(Point-based labeling data)

— Begin —

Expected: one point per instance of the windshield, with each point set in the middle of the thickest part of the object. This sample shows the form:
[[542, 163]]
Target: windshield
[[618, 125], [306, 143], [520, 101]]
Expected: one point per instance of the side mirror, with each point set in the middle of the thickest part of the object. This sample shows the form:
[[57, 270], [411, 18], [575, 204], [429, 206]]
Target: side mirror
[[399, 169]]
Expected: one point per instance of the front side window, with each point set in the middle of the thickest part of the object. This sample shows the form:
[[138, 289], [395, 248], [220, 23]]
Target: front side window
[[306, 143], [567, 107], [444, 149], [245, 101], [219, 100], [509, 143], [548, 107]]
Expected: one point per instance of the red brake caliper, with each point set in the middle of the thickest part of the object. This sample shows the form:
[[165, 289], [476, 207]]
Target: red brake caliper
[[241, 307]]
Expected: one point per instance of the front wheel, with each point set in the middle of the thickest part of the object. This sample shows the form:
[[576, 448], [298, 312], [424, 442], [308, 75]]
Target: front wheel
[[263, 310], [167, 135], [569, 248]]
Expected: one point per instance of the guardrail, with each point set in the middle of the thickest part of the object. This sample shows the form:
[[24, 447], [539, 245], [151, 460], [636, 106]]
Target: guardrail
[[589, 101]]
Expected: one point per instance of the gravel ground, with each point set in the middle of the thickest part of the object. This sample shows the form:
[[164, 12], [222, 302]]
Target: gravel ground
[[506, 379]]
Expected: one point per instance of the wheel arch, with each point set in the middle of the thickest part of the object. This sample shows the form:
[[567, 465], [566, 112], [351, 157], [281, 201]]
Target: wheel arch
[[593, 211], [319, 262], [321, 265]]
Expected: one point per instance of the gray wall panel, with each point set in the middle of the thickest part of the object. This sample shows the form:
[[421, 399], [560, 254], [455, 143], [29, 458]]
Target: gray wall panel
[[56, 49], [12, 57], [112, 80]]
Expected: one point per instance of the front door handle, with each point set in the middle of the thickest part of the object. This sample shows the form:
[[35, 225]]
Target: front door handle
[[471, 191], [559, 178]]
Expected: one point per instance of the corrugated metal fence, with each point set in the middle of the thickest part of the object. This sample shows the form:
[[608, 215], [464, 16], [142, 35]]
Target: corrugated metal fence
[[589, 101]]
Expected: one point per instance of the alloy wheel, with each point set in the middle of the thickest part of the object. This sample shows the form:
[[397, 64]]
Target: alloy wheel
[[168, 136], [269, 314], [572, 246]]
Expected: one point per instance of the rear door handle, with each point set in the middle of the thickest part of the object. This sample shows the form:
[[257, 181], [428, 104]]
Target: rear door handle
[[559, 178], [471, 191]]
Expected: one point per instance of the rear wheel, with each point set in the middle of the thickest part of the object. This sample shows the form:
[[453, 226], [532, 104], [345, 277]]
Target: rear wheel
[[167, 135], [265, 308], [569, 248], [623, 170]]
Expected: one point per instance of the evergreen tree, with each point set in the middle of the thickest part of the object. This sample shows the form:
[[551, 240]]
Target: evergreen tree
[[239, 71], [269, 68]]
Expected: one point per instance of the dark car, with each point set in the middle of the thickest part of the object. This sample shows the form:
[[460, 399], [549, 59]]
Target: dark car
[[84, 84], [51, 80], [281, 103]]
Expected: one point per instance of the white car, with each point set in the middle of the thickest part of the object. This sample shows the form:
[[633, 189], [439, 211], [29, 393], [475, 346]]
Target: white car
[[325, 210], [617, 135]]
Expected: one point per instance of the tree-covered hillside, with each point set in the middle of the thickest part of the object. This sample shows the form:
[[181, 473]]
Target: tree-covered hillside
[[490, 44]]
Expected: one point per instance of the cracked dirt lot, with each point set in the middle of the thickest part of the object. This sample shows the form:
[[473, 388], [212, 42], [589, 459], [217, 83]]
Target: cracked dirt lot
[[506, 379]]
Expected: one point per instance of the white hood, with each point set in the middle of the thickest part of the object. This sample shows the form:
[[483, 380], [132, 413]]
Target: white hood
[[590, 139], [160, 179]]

— End —

- **Objective**:
Copy out the listing above with every "thickest part" changed to "widest part", leaving everything else unchanged.

- **Result of the task**:
Expected: one point per instance of the windshield, with each point set in the middle of the widest part of the object. This sample shows the form:
[[542, 163]]
Target: windshield
[[618, 125], [306, 143], [520, 101]]
Expected: one point per instance of the side mirror, with each point set in the middle of the widest part of the object. This sample shows the form:
[[57, 270], [411, 18], [575, 204], [429, 206]]
Target: side mirror
[[399, 169]]
Expected: one point per instance of the front side window, with each point set in the middle of the widest part of the object. This sample shows the form:
[[138, 289], [395, 248], [220, 23]]
Target: front side window
[[306, 143], [567, 107], [444, 149], [245, 101], [219, 100], [509, 143], [548, 107]]
Expected: one point per instance of the red brake caliper, with each point set in the middle of the widest part of the object. This sample shows the form:
[[165, 289], [476, 207]]
Target: red brake caliper
[[241, 307]]
Expected: one point per instance of the front wheel, with each point set in the middle of the widest part of the object. This sample shows the form:
[[576, 448], [298, 312], [424, 442], [308, 75]]
Target: front wheel
[[263, 310], [167, 135], [569, 248]]
Expected: one point per instance of the guardrail, with each point set in the middle of the widest part of the object. This sample shows the form:
[[24, 447], [539, 245], [151, 460], [636, 106]]
Target: guardrail
[[589, 101]]
Expected: one point per instance of the gravel ground, with each point set in the middle of the widest part of the object. This sample shows the form:
[[164, 12], [222, 302]]
Target: gravel ground
[[506, 379]]
Expected: one point per instance of the wheel arch, with each point set in the middle of the widest part of the object. This sample shows the form:
[[567, 465], [566, 112], [351, 157], [281, 201]]
Target: wheel arch
[[593, 211], [319, 262], [321, 265]]
Expected: one point per instance of the gray wall panel, with each point set in the middle of the widest part of the object. This sample shows the form:
[[421, 399], [560, 254], [455, 143], [29, 458]]
Target: gray wall panel
[[56, 49], [12, 57], [112, 80]]
Expected: one point per instance of the front door handle, with each point set in the middle of the widest part of the object. This sample shows the form:
[[35, 225]]
Target: front door handle
[[471, 191], [559, 178]]
Expected: one point per instance of the corrugated metal fence, with each point set in the middle of the widest part of the object. This sample shows the form:
[[608, 215], [464, 16], [142, 35]]
Target: corrugated metal fence
[[589, 101]]
Expected: one point per instance of the alloy wheel, with each point set in the middle of the widest part of the object. This sample shows the form:
[[397, 64]]
Target: alloy wheel
[[168, 136], [269, 314], [572, 246]]
Expected: one point per instance of the rear door handle, with each point set in the middle of the widest part of the object. This sample shows the form:
[[257, 181], [428, 104]]
Target: rear door handle
[[559, 178], [471, 191]]
Expected: one point per instance of the rear wheel, with each point set in the middle of the widest part of the object. This sample shows the form:
[[453, 226], [532, 104], [345, 277]]
Target: rear wheel
[[167, 135], [265, 308], [569, 248], [623, 170]]
Expected: one point per instance of the evergreen tree, with each point set in the middle of the widest part of the object. This sample shows the form:
[[551, 240]]
Target: evergreen tree
[[239, 71], [269, 68]]
Expected: one point per instance of the dark car, with each point set in the middle of the widest part of the object. This sample shows the form:
[[460, 399], [549, 59]]
Target: dark car
[[84, 84], [51, 80], [281, 103]]
Expected: one point per instance of the white car, with each point set in the middle of the widest part of the object. This sample shows the form:
[[633, 189], [439, 211], [29, 393], [475, 346]]
Target: white car
[[325, 210], [617, 135]]
Expected: one point per instance of the tree-covered hillside, with each point set in the middle of the widest part of the object. This sample shows the form:
[[181, 473]]
Target: tree-covered hillside
[[490, 44]]
Expected: one point per instance of the cracked dirt lot, with each point set in the middle of the widest part of the object. This sample shows the form:
[[473, 388], [212, 42], [589, 459], [217, 83]]
Target: cracked dirt lot
[[506, 379]]
Expected: one point per instance of the white hood, with each point set in the middle of the widest part of the object. This sample shows the form:
[[483, 380], [132, 413]]
Target: white hood
[[590, 139], [160, 179]]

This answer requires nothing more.